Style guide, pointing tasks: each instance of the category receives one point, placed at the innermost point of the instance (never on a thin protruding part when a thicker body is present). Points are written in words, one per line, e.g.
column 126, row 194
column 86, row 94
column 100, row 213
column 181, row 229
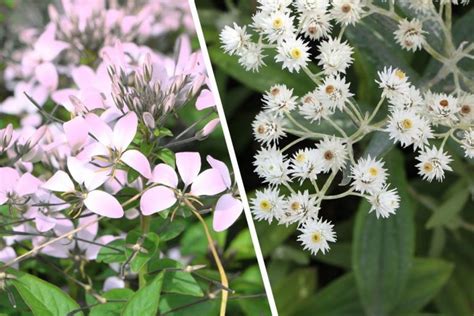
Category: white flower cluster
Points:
column 299, row 178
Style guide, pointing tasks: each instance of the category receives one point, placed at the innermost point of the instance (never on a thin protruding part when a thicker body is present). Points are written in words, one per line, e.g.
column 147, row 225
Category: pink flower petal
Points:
column 209, row 182
column 189, row 164
column 83, row 76
column 44, row 223
column 164, row 174
column 9, row 178
column 157, row 199
column 27, row 184
column 227, row 211
column 47, row 76
column 137, row 161
column 59, row 182
column 99, row 129
column 103, row 204
column 205, row 100
column 222, row 168
column 125, row 130
column 76, row 132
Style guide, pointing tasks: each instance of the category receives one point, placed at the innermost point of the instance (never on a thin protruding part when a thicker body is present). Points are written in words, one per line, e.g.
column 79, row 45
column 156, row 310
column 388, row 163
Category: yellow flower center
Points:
column 407, row 124
column 296, row 53
column 316, row 237
column 277, row 23
column 301, row 157
column 400, row 74
column 265, row 205
column 428, row 167
column 373, row 171
column 295, row 206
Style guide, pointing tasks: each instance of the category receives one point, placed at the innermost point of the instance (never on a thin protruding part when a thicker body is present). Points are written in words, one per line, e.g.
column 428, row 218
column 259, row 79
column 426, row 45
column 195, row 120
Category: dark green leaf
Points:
column 383, row 248
column 145, row 302
column 43, row 298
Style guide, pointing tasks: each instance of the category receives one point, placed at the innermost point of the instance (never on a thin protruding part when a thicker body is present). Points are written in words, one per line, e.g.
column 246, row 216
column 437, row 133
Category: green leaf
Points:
column 383, row 248
column 339, row 298
column 167, row 156
column 43, row 298
column 149, row 244
column 451, row 206
column 241, row 246
column 115, row 307
column 295, row 287
column 267, row 76
column 109, row 255
column 427, row 277
column 145, row 302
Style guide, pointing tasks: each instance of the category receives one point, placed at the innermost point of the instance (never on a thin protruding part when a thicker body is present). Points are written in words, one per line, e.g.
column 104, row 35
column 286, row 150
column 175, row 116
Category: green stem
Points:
column 145, row 228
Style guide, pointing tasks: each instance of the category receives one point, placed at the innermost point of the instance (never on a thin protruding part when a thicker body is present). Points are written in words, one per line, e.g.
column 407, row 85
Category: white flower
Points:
column 306, row 164
column 468, row 143
column 384, row 202
column 346, row 12
column 293, row 54
column 276, row 26
column 408, row 128
column 334, row 92
column 369, row 175
column 334, row 56
column 315, row 25
column 298, row 207
column 443, row 108
column 432, row 164
column 394, row 83
column 466, row 112
column 251, row 57
column 270, row 165
column 333, row 153
column 268, row 128
column 412, row 99
column 266, row 204
column 410, row 35
column 234, row 39
column 270, row 6
column 312, row 108
column 279, row 100
column 304, row 6
column 315, row 235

**WORK ITEM**
Only the pictures may be dropped; print every record exactly as given.

**SOLVED PROBLEM**
Style guide, pointing tasks: each instance of the category receives one point, placed at the innermost point of the instance (never on a thin protruding part when a thicker body is present). Points are written in words, one per line, e.g.
column 126, row 194
column 86, row 94
column 100, row 213
column 181, row 229
Category: white flower cluster
Points:
column 299, row 178
Style guide, pointing tasks: each instance of the category receives one point, placed at the innermost point of the instance (never on a thin protruding part when a thicker body is present). Points are written in words, one per line, e.g.
column 147, row 225
Category: pink flower petal
Points:
column 209, row 182
column 189, row 164
column 83, row 76
column 44, row 223
column 164, row 174
column 9, row 178
column 157, row 199
column 27, row 184
column 227, row 211
column 47, row 76
column 137, row 161
column 59, row 182
column 99, row 129
column 103, row 204
column 205, row 100
column 222, row 168
column 125, row 130
column 76, row 132
Style guide, pointing tasks: each instance of the category receives one point, placed at the innermost point of the instance (never on a thin protruding part when a thicker body is present). Points are written in words, one per line, e.g.
column 79, row 45
column 156, row 310
column 388, row 163
Category: yellow flower center
Points:
column 407, row 124
column 296, row 53
column 316, row 237
column 277, row 23
column 301, row 157
column 400, row 74
column 265, row 205
column 428, row 167
column 373, row 171
column 295, row 206
Style guide, pointing tasks: each instance of the category receives one point, placed at the innermost point of the instance (never on a thin protruding part when a thicker body is present). Points are written in words, one per line, e.g.
column 428, row 218
column 259, row 79
column 426, row 45
column 195, row 120
Category: dark green leaf
Points:
column 383, row 248
column 145, row 302
column 43, row 298
Style guide, pointing tasks: each instance of the category receives one point, placed at the innermost point of the instance (never on a thin protruding part when a thicker body is present). Points are written in words, one per line, e.g.
column 246, row 216
column 437, row 133
Category: green leaf
Points:
column 383, row 248
column 339, row 298
column 167, row 156
column 43, row 298
column 149, row 244
column 451, row 206
column 241, row 246
column 115, row 307
column 295, row 287
column 267, row 76
column 109, row 255
column 427, row 277
column 145, row 302
Style guide, pointing tasks: each instance of the category receives one point, placed at the innermost point of the instance (never on a thin protruding part when a thicker body is present). Points are written in words, one per line, e.g.
column 104, row 35
column 286, row 150
column 175, row 116
Category: green stem
Points:
column 145, row 228
Style guide, pointing tasks: each instance of the category receives one point, placed at the innermost point of the instance (never on a thin protruding part when a thicker body is present). Points are written in words, one per line, e.g.
column 407, row 85
Category: white flower
Points:
column 306, row 164
column 468, row 143
column 384, row 202
column 346, row 12
column 293, row 54
column 276, row 26
column 408, row 128
column 334, row 92
column 369, row 175
column 334, row 56
column 315, row 25
column 298, row 207
column 443, row 108
column 432, row 164
column 394, row 83
column 466, row 112
column 251, row 57
column 270, row 165
column 333, row 153
column 268, row 128
column 412, row 99
column 266, row 204
column 410, row 35
column 234, row 39
column 270, row 6
column 312, row 108
column 279, row 100
column 304, row 6
column 315, row 235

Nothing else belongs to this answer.